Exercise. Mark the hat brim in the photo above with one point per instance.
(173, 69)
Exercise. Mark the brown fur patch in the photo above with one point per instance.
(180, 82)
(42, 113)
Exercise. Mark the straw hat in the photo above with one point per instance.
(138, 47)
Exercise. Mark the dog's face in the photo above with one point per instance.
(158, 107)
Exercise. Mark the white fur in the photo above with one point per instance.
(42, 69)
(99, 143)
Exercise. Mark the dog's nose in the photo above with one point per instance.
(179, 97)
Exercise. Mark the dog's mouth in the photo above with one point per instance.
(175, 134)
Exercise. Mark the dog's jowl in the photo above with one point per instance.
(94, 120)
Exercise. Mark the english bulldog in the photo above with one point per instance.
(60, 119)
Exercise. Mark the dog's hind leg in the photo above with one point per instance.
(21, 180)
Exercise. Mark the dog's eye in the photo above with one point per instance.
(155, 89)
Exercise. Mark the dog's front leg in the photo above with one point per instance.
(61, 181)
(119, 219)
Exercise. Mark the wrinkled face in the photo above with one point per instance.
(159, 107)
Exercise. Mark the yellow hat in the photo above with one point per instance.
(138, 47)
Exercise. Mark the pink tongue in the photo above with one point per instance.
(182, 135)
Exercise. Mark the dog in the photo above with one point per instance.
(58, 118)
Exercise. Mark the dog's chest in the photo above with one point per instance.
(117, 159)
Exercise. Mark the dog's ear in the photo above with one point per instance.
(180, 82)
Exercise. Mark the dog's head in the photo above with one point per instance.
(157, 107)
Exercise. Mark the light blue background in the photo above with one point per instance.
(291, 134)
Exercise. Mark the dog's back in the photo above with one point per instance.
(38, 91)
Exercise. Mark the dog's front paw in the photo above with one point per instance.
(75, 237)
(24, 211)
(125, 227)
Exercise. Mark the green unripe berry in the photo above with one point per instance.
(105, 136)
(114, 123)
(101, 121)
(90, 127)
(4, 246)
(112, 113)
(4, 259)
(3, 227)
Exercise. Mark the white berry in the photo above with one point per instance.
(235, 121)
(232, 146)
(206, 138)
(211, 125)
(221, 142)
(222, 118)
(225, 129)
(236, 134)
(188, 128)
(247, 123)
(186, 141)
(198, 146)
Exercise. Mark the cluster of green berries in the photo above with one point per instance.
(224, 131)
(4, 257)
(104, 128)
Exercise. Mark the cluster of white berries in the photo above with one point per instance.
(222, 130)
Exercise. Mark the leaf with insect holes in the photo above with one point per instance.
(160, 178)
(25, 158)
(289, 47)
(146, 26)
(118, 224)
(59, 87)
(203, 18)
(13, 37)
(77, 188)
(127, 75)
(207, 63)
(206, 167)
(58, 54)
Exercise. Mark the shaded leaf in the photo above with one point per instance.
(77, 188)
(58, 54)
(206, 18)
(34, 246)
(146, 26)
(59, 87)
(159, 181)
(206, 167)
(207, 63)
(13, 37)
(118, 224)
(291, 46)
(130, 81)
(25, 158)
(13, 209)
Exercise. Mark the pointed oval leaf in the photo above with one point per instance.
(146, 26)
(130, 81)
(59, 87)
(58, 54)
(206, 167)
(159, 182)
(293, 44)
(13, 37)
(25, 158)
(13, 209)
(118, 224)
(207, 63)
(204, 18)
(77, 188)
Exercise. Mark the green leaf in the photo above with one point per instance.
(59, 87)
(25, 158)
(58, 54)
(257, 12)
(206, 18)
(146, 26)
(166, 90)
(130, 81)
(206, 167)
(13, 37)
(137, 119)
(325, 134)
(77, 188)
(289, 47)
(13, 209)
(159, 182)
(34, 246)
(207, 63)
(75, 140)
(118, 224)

· · · ·

Please make an exact copy of the entries, down to the last character.

OUTPUT OF THE TASK:
Exercise. Mark the hat brim in the photo above with one point per instance.
(173, 69)
Exercise. Mark the brown fur patch in the photo above with one point per instance.
(180, 82)
(42, 113)
Exercise. Mark the straw hat in the photo above with one point per instance.
(138, 47)
Exercise. Mark the dog's face in the photo above with one point per instance.
(158, 107)
Exercise. Mark the white fur in the photo above with one point per instance.
(42, 69)
(99, 143)
Exercise. Mark the dog's nose in the photo above with one point per instance.
(179, 97)
Exercise. Mark the dog's mouth in the photo above with one point per instance.
(175, 134)
Exercise. Mark the dog's jowl in the photo above with one point per instance.
(94, 120)
Exercise. Mark the english bulldog in the photo above with one point per instance.
(60, 119)
Exercise. Mark the dog's hind leg in the photo above with one point per instance.
(21, 180)
Exercise. Mark the dog's eye in the photo above with one point per instance.
(155, 89)
Exercise. Mark the dog's front leg in the photo above with one point per instance.
(61, 181)
(119, 219)
Exercise. Mark the wrinkled face in the photo above with one point per instance.
(159, 107)
Exercise. Mark the yellow hat in the photo above with one point per instance.
(138, 47)
Exercise. Mark the pink tongue in the photo above with one point per instance.
(182, 135)
Exercise. Mark the dog in the photo above with one point per instance.
(58, 118)
Exercise. Mark the dog's chest in the photo above with one point per instance.
(117, 159)
Exercise. Mark the dog's ear in the photo above with one point per instance.
(180, 82)
Exercise. Mark the dog's head in the photo above with one point per instance.
(157, 107)
Exercise. Mark the light blue background in the photo above with one point per instance.
(291, 134)
Exercise. Mark the dog's back in the photo above with one point per instance.
(38, 91)
Exercise. Mark the dog's front paw in the photo above with one point per instance.
(75, 237)
(24, 211)
(125, 227)
Exercise. Mark the green unripe berry in the photo above with one point per instance.
(105, 136)
(114, 123)
(101, 121)
(90, 127)
(4, 246)
(112, 113)
(4, 259)
(3, 227)
Exercise. Mark the white berry in the photo above with one point per instance.
(235, 121)
(232, 146)
(206, 138)
(211, 125)
(221, 142)
(222, 118)
(225, 129)
(236, 134)
(188, 128)
(247, 123)
(186, 141)
(198, 146)
Exercise. Mark the cluster of green berries in the photo above with one point per instance.
(224, 131)
(4, 257)
(104, 128)
Exercise. Mark the cluster of white berries in the photo above with one point per instance.
(222, 130)
Exercise. Mark the leaf with insect holes in the photo above with one point per instance.
(160, 178)
(25, 158)
(289, 47)
(146, 26)
(118, 224)
(59, 87)
(203, 18)
(13, 37)
(77, 188)
(127, 75)
(207, 63)
(206, 167)
(58, 54)
Exercise. Mark the shaded leaf in the photo above with one point per instance.
(77, 188)
(58, 54)
(206, 18)
(34, 246)
(146, 26)
(59, 87)
(159, 181)
(206, 167)
(207, 63)
(13, 37)
(118, 224)
(291, 46)
(130, 81)
(25, 158)
(13, 209)
Exercise. Mark the pointed oval leaf in the photo above with one point per instance.
(146, 26)
(130, 81)
(59, 87)
(58, 54)
(206, 167)
(159, 182)
(293, 44)
(13, 37)
(25, 158)
(13, 209)
(118, 224)
(207, 63)
(204, 18)
(77, 188)
Exercise. Mark the green leaf in the photo above with one point per instance.
(59, 87)
(25, 158)
(58, 54)
(257, 12)
(206, 18)
(146, 26)
(166, 90)
(130, 81)
(206, 167)
(13, 37)
(137, 119)
(325, 134)
(77, 188)
(289, 47)
(13, 209)
(159, 182)
(34, 246)
(207, 63)
(75, 140)
(118, 224)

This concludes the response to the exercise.